Records for the task =

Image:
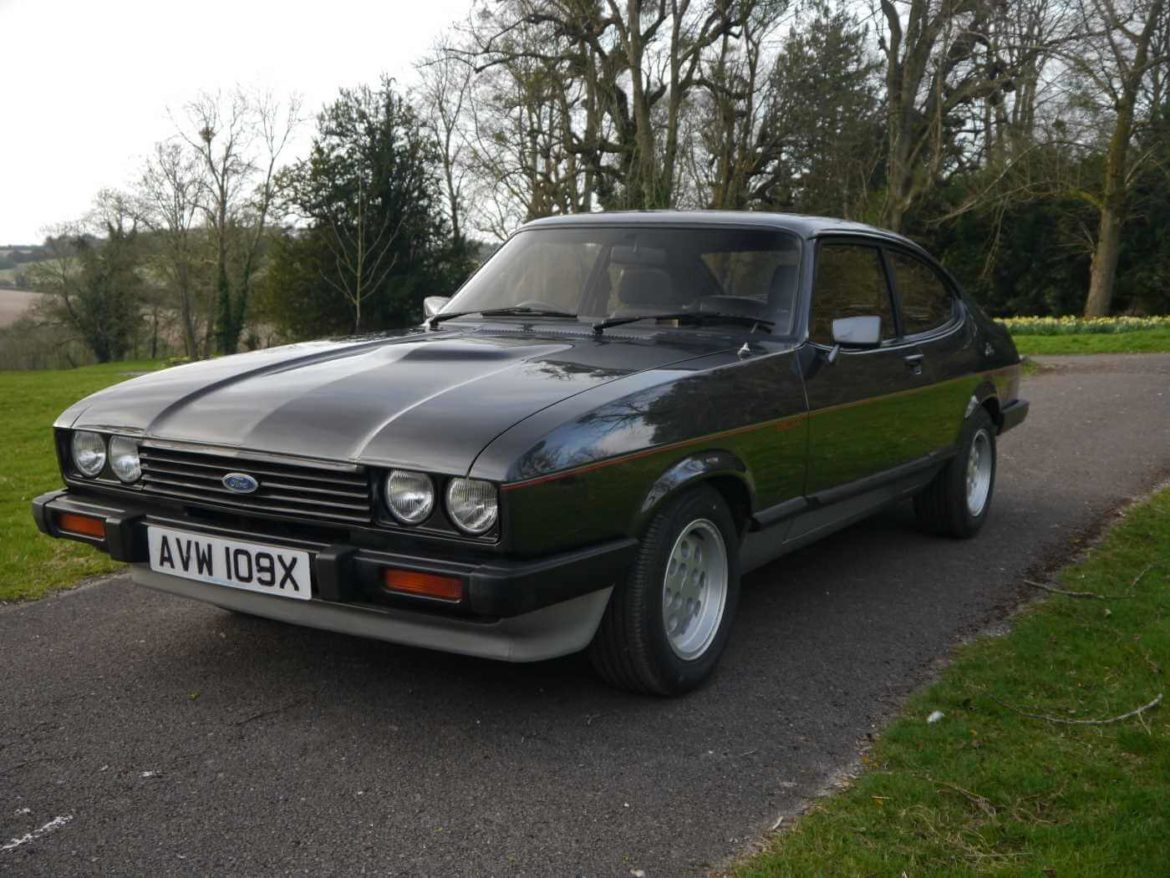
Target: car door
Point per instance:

---

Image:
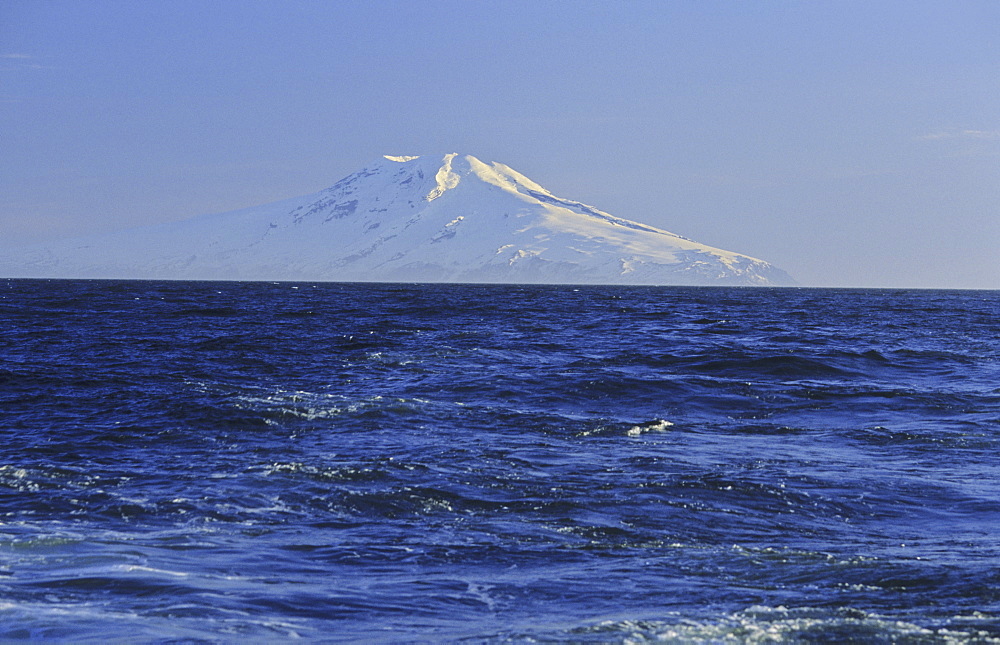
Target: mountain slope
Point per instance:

What needs to be done = Gather every line from the entries above that contains the string "Target". Case matters.

Written solution =
Target: car door
Target: mountain slope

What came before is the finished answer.